Lo por venir



Lo peor está por venir” han repetido las autoridades en estos días; una frase que de algún modo resume el abrupto cambio de perspectiva impuesto por la pandemia. En efecto, la convicción de vivir en una realidad con ciertas cosas aseguradas, que hacía posible exigir y luchar por otras, ha quedado en un limbo. Hoy nada parece seguro, y es muy probable que ello sea especialmente traumático para una generación joven poco acostumbrada a lidiar con las frustraciones, convencida de que había soluciones simples a problemas complejos, que era solo cuestión de voluntad y de doblegar a los poderosos a través de la movilización e, incluso, la violencia.

Datos de entrada →
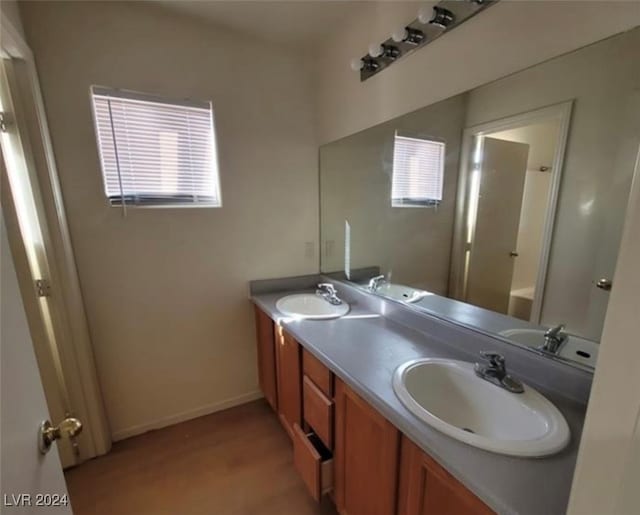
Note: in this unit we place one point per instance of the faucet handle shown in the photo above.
(495, 359)
(327, 287)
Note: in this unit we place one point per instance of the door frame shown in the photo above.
(75, 350)
(459, 252)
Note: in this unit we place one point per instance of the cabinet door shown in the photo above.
(427, 489)
(289, 380)
(266, 357)
(366, 457)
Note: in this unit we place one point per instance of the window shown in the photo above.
(156, 152)
(418, 169)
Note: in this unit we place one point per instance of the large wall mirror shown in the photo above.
(501, 208)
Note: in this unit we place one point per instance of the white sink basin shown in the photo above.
(310, 306)
(447, 395)
(401, 292)
(575, 348)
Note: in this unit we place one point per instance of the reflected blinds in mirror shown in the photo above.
(418, 169)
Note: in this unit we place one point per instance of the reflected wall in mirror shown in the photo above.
(500, 208)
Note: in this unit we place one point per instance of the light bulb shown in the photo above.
(400, 35)
(424, 14)
(375, 50)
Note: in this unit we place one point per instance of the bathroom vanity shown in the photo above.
(344, 446)
(330, 382)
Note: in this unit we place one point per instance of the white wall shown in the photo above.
(542, 139)
(165, 289)
(506, 38)
(607, 449)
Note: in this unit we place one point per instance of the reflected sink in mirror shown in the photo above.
(311, 307)
(401, 292)
(574, 348)
(449, 396)
(496, 199)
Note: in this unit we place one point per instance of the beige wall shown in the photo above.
(507, 38)
(9, 9)
(595, 176)
(165, 289)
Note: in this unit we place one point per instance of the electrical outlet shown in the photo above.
(309, 249)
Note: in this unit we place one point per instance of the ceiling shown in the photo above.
(302, 23)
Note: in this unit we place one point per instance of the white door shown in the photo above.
(29, 236)
(493, 248)
(31, 482)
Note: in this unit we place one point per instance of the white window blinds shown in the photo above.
(154, 151)
(418, 169)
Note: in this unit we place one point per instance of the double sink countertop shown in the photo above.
(365, 347)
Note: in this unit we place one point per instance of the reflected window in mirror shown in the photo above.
(418, 171)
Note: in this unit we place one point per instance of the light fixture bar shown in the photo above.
(427, 27)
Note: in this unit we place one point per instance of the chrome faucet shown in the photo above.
(328, 292)
(496, 372)
(553, 339)
(375, 282)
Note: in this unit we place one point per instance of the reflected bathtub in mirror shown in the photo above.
(501, 208)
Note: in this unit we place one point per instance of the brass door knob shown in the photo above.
(70, 427)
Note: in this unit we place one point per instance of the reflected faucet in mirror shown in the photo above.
(494, 209)
(375, 282)
(328, 292)
(554, 337)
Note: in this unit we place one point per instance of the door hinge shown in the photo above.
(3, 122)
(43, 288)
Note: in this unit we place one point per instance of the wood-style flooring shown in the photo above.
(235, 462)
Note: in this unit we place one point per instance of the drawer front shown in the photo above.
(318, 373)
(313, 463)
(318, 411)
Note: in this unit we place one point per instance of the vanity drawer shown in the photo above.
(317, 411)
(313, 462)
(318, 373)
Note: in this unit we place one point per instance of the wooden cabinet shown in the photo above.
(366, 457)
(288, 380)
(428, 489)
(313, 462)
(266, 357)
(341, 443)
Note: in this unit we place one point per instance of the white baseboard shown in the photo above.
(186, 415)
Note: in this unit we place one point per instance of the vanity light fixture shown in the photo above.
(441, 17)
(408, 35)
(431, 23)
(385, 51)
(367, 64)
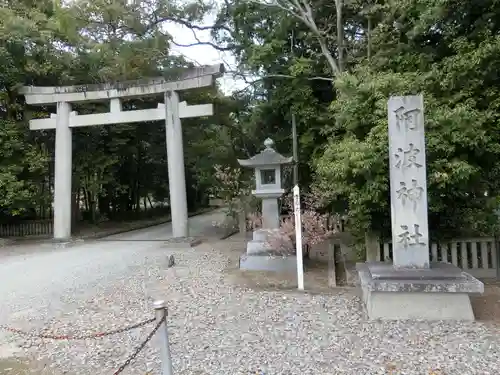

Consigna → Copie del texto fuente el fragmento que comienza en "Lo por venir" y termina en "incluso, la violencia.", ambos incluidos.

Espacio de respuesta →
Lo por venir



Lo peor está por venir” han repetido las autoridades en estos días; una frase que de algún modo resume el abrupto cambio de perspectiva impuesto por la pandemia. En efecto, la convicción de vivir en una realidad con ciertas cosas aseguradas, que hacía posible exigir y luchar por otras, ha quedado en un limbo. Hoy nada parece seguro, y es muy probable que ello sea especialmente traumático para una generación joven poco acostumbrada a lidiar con las frustraciones, convencida de que había soluciones simples a problemas complejos, que era solo cuestión de voluntad y de doblegar a los poderosos a través de la movilización e, incluso, la violencia.